## TASK TO CARRY OUT:
Which lines of the material contain the string "grass"? Show each of them in full.

[start TASK MATERIAL]

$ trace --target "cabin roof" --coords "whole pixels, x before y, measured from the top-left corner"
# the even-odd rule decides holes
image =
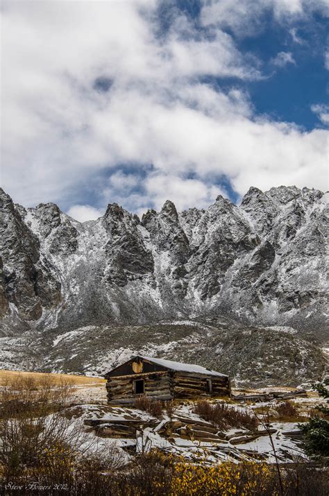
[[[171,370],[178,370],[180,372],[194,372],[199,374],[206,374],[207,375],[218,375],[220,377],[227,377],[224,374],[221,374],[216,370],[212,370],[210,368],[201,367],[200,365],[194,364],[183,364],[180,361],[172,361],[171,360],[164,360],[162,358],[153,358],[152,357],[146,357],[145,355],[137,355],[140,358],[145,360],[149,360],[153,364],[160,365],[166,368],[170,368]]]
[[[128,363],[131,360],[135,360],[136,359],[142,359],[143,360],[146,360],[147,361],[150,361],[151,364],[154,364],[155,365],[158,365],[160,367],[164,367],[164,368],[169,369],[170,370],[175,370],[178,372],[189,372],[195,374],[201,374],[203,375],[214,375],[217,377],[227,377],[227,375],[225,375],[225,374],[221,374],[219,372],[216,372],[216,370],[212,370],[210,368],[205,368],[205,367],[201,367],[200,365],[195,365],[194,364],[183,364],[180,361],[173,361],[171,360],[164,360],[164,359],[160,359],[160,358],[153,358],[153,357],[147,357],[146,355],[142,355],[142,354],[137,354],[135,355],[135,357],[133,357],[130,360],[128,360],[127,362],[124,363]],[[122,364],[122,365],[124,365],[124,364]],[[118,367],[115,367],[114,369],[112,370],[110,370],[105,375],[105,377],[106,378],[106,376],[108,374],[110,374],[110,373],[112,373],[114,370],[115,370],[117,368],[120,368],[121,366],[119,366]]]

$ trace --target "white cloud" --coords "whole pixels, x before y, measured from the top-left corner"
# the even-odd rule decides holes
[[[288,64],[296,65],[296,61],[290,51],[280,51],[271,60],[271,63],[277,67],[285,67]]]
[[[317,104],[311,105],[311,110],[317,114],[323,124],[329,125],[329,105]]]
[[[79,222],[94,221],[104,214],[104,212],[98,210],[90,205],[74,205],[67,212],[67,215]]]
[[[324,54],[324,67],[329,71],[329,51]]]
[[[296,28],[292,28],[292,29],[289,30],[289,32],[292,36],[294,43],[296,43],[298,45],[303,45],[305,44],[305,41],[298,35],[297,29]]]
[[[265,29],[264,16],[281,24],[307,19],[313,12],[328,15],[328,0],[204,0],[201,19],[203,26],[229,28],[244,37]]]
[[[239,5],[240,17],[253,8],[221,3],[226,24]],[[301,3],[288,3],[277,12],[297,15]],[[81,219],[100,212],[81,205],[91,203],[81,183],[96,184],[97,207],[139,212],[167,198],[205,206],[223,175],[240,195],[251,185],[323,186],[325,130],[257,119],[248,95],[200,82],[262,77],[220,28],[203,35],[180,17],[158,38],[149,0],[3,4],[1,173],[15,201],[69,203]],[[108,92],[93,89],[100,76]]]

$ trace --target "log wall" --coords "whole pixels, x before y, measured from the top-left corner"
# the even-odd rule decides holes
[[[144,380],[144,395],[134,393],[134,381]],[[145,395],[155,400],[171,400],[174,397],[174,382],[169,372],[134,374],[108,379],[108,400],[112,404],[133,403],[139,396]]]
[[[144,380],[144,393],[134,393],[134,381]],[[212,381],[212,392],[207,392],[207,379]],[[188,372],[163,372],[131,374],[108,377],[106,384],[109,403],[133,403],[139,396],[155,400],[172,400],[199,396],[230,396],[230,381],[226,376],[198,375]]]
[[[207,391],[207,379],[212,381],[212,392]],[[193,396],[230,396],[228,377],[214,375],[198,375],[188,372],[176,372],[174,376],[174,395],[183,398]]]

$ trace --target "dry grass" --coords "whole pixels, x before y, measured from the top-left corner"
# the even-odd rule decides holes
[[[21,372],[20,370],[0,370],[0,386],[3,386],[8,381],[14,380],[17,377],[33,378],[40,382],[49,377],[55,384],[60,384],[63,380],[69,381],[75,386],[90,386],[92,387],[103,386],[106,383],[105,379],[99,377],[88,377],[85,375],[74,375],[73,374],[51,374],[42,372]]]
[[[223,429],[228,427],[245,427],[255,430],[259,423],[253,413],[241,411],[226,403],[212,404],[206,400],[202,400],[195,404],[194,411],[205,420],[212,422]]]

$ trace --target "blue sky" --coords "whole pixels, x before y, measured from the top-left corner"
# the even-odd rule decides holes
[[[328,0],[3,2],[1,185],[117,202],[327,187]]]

[end TASK MATERIAL]
[start TASK MATERIAL]

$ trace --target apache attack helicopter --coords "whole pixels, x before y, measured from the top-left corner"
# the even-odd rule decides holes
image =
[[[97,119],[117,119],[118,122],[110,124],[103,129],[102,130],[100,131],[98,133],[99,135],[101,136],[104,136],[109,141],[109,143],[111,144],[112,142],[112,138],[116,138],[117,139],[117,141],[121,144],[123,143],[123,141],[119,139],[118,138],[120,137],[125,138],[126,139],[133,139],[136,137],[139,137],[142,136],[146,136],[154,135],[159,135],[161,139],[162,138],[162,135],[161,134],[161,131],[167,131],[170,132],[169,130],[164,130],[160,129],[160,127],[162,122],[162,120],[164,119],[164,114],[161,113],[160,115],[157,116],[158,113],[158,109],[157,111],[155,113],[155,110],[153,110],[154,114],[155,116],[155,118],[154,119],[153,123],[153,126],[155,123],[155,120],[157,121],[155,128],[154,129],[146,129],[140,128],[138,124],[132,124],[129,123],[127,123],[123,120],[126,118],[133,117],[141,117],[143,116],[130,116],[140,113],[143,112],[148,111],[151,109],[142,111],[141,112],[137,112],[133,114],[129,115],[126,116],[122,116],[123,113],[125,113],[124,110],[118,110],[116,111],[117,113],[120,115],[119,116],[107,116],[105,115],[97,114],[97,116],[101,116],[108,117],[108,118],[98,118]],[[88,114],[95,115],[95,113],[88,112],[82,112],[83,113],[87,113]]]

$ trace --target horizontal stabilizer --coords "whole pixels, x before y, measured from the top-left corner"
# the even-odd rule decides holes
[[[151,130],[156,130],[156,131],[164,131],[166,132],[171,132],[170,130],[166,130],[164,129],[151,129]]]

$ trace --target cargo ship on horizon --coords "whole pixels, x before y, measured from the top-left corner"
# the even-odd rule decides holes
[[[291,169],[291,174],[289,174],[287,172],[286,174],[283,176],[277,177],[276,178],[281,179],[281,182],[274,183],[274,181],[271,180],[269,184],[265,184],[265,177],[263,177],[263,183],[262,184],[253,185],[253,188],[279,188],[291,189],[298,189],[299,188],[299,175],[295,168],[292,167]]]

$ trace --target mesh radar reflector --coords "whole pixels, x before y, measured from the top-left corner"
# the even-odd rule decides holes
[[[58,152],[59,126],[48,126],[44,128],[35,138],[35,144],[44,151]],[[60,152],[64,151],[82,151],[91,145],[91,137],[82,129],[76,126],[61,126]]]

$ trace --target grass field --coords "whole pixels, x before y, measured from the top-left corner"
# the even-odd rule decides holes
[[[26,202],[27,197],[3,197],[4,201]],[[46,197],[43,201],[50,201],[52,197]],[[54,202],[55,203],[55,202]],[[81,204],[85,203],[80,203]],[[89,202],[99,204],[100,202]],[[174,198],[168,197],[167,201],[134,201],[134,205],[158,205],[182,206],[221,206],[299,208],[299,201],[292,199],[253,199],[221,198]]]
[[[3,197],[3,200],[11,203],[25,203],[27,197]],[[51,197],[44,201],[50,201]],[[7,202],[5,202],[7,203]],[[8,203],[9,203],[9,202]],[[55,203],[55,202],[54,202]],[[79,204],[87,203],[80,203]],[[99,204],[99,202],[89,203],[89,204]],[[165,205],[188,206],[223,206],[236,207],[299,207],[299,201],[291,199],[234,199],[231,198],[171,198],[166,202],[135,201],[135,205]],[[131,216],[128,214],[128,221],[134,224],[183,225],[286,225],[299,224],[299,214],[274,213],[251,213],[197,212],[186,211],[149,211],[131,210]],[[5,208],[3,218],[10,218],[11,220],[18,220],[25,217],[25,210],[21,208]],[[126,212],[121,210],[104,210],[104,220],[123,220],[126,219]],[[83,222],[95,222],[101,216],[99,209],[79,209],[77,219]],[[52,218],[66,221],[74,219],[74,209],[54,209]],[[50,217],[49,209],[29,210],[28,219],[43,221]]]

[end TASK MATERIAL]

## SOLUTION TO THIS TASK:
$ trace --target "dry grass" --coords "whole pixels, x before y, measured from the top-left corner"
$ trace --target grass field --coords "whole pixels, x before y, measured from the top-left corner"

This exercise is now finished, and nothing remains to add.